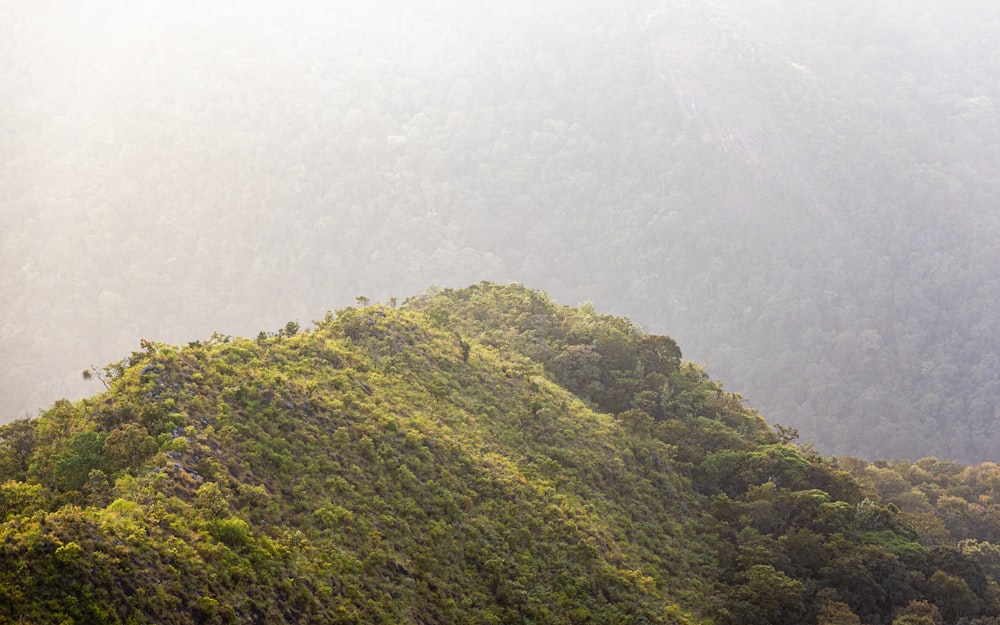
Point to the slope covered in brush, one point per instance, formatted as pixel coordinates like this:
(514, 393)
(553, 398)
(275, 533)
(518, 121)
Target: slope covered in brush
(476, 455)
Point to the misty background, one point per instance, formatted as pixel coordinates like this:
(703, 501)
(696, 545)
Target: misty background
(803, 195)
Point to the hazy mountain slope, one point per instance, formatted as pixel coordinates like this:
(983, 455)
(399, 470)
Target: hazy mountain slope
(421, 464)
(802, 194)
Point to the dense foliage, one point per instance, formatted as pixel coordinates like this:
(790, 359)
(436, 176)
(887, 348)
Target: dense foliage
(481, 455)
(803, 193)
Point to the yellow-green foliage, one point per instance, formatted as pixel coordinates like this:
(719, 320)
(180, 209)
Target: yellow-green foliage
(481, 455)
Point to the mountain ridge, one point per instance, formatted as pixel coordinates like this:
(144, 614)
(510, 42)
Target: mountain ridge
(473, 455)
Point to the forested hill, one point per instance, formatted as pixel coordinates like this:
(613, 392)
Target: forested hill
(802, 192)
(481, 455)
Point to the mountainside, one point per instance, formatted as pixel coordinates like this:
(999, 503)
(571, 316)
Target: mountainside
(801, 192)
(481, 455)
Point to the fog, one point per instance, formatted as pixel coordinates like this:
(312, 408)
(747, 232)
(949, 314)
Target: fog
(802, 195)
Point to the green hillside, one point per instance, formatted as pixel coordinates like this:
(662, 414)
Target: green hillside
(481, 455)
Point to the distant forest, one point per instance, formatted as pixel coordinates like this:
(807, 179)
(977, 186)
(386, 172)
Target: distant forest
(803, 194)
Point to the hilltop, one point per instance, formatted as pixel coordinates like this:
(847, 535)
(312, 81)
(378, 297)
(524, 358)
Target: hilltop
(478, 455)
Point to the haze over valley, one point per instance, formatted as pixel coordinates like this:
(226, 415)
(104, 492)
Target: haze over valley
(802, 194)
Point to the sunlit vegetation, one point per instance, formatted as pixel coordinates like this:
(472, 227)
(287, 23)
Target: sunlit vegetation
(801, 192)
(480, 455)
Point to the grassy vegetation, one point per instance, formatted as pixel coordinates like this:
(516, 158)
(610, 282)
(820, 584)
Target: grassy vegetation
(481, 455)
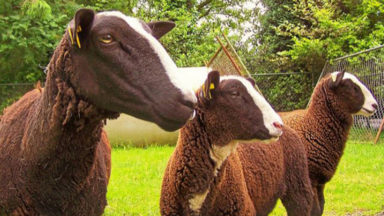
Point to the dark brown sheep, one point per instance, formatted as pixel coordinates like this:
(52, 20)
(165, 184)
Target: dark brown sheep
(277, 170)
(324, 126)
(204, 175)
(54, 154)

---*---

Copy every line of the records above word for word, but leave out the pictures.

Point to the slope covered in brush, one point per instance, formatted as pixel coordinates like this:
(514, 393)
(553, 398)
(275, 533)
(518, 121)
Target: slope covered in brush
(476, 455)
Point to the misty background, one point per instance, formatted as pixel coordinates like this:
(703, 501)
(696, 545)
Target: misty background
(803, 195)
Point to the hazy mountain slope, one point per instance, formatted as pixel coordinates like this:
(983, 455)
(399, 470)
Target: hazy mountain slope
(421, 464)
(802, 194)
Point to the dense foliage, one point per instance, formatted as pixel coordinates like this:
(790, 359)
(436, 176)
(887, 348)
Target: dense foliage
(481, 455)
(803, 193)
Point to the yellow-green foliage, one point per instance, formatted as pixel coordinates like this:
(719, 320)
(180, 209)
Target: yellow-green foliage
(481, 455)
Point to the mountain ridge, one point per instance, formatted as pixel coordinates like this:
(144, 614)
(510, 42)
Target: mountain ridge
(473, 455)
Point to the forested hill, one point per instance, formatted as pixel coordinates like this:
(613, 392)
Target: forested hill
(802, 192)
(481, 455)
Point to the mountainside, one point per instance, formatted as pixel coordinates like this:
(999, 503)
(571, 316)
Target: mountainside
(801, 192)
(481, 455)
Point to the fog, one point per instance, formatted as pixel coordinates like this:
(312, 408)
(747, 232)
(949, 314)
Target: fog
(802, 195)
Point to the green hillside, one point per instance, formatted as pixel coordinates like this:
(662, 414)
Target: green hillside
(481, 455)
Point to the distant forest, one point per instance, formatted as pixel coordinates like this:
(807, 179)
(977, 186)
(386, 172)
Target: distant forest
(803, 194)
Point to the hilltop, one point per instance, formatted as pixel coordinates like this:
(847, 535)
(312, 81)
(378, 297)
(524, 358)
Target: hilltop
(478, 455)
Point to the haze over valley, one point per instance, formatted as pixel coordinates like this:
(226, 415)
(104, 492)
Target: haze over valley
(802, 194)
Point to the sunlit vegetation, one point per instance, formatted as pixel coordinates like this:
(472, 227)
(287, 23)
Target: sunlit vegetation
(801, 192)
(480, 455)
Point to the grassy vegetation, one point per instance, formatted as pixel coordinates like this:
(516, 158)
(610, 282)
(820, 584)
Target: grassy vegetation
(481, 455)
Point to the dark brown sheep, one point per instance, formatted as pixel coordinates like this:
(52, 20)
(165, 184)
Target: dark brown sheep
(277, 170)
(324, 126)
(204, 175)
(54, 154)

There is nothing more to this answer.